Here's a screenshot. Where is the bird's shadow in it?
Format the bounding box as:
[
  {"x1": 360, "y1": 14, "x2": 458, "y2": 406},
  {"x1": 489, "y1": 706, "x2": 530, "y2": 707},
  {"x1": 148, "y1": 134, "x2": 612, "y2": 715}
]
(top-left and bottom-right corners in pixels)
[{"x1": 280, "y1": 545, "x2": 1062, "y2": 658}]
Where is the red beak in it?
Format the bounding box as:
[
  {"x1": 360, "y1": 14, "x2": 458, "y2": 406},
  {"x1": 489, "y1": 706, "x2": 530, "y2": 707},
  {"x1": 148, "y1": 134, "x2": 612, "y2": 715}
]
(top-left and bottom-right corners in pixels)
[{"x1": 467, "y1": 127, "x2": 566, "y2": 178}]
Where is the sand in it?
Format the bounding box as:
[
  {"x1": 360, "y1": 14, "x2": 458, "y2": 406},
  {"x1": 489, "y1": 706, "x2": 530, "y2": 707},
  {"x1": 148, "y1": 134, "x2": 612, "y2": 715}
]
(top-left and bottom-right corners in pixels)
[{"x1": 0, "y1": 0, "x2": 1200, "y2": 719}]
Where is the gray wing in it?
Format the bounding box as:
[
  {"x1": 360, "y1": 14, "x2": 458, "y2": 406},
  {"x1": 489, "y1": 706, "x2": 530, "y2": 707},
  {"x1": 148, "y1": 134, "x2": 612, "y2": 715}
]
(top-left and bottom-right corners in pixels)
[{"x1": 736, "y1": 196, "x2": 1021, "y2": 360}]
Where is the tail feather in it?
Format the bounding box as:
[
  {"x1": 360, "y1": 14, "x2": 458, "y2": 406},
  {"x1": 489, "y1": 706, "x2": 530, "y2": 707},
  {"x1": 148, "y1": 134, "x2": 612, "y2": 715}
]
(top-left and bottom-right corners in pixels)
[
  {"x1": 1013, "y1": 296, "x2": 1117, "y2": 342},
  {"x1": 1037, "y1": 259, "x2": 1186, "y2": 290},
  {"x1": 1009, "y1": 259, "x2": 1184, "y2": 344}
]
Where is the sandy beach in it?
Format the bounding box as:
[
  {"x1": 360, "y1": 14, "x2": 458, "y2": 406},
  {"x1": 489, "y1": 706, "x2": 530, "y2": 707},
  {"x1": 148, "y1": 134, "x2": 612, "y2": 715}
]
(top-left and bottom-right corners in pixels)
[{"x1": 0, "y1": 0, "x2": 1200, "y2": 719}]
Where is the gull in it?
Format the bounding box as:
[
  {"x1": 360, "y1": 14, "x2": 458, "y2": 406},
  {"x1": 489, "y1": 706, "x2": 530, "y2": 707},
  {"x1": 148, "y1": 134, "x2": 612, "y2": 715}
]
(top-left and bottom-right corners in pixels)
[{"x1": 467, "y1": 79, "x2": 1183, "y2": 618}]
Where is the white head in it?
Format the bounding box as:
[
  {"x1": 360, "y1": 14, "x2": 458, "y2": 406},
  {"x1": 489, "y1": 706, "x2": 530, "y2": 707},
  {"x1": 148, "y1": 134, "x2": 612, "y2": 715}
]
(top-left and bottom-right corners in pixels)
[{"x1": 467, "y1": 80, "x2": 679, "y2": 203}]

WHAT YOU ARE ASKED TO DO:
Copy every one of the entries above line by line, changing nothing.

COMPLETED TASK:
Here's a screenshot. Where is the bird's shadow in it?
Format the bounding box as:
[
  {"x1": 360, "y1": 14, "x2": 458, "y2": 406},
  {"x1": 489, "y1": 706, "x2": 530, "y2": 707},
  {"x1": 148, "y1": 134, "x2": 612, "y2": 715}
]
(top-left and bottom-right corners in pixels)
[{"x1": 280, "y1": 545, "x2": 1062, "y2": 658}]
Where is the red beak in it?
Format the bounding box as:
[
  {"x1": 360, "y1": 14, "x2": 458, "y2": 406},
  {"x1": 489, "y1": 706, "x2": 530, "y2": 707},
  {"x1": 148, "y1": 134, "x2": 612, "y2": 715}
]
(top-left and bottom-right corners in pixels)
[{"x1": 467, "y1": 127, "x2": 566, "y2": 178}]
Where is the sand in it?
Format the bounding box as:
[
  {"x1": 360, "y1": 14, "x2": 458, "y2": 406},
  {"x1": 489, "y1": 706, "x2": 530, "y2": 707},
  {"x1": 148, "y1": 134, "x2": 612, "y2": 715}
]
(top-left and bottom-right corners in pixels)
[{"x1": 0, "y1": 0, "x2": 1200, "y2": 719}]
Where is the gray wing in it?
Format the bounding box as:
[
  {"x1": 360, "y1": 14, "x2": 458, "y2": 406},
  {"x1": 489, "y1": 706, "x2": 530, "y2": 707},
  {"x1": 148, "y1": 134, "x2": 612, "y2": 715}
]
(top-left and bottom-right corners in pixels)
[{"x1": 736, "y1": 196, "x2": 1021, "y2": 360}]
Where is the tail feather in it?
Format the bounding box as:
[
  {"x1": 360, "y1": 14, "x2": 458, "y2": 406},
  {"x1": 489, "y1": 706, "x2": 530, "y2": 707},
  {"x1": 148, "y1": 134, "x2": 612, "y2": 715}
]
(top-left and bottom-right corners in pixels)
[
  {"x1": 1013, "y1": 296, "x2": 1117, "y2": 342},
  {"x1": 1037, "y1": 259, "x2": 1186, "y2": 290},
  {"x1": 1009, "y1": 259, "x2": 1184, "y2": 344}
]
Where is the sandy beach in it?
Format the bounding box as:
[
  {"x1": 360, "y1": 14, "x2": 458, "y2": 406},
  {"x1": 489, "y1": 706, "x2": 530, "y2": 707},
  {"x1": 148, "y1": 134, "x2": 612, "y2": 715}
]
(top-left and bottom-right corners in pixels)
[{"x1": 0, "y1": 0, "x2": 1200, "y2": 719}]
Where is the gull in it?
Format the bounding box as:
[
  {"x1": 360, "y1": 14, "x2": 458, "y2": 406},
  {"x1": 489, "y1": 706, "x2": 530, "y2": 707},
  {"x1": 148, "y1": 134, "x2": 612, "y2": 715}
]
(top-left and bottom-right corners in pixels)
[{"x1": 467, "y1": 79, "x2": 1183, "y2": 618}]
Where is the white head in it?
Format the bounding box as:
[
  {"x1": 360, "y1": 14, "x2": 458, "y2": 406},
  {"x1": 489, "y1": 706, "x2": 530, "y2": 707},
  {"x1": 148, "y1": 134, "x2": 612, "y2": 715}
]
(top-left and bottom-right corners in pixels)
[{"x1": 467, "y1": 80, "x2": 679, "y2": 203}]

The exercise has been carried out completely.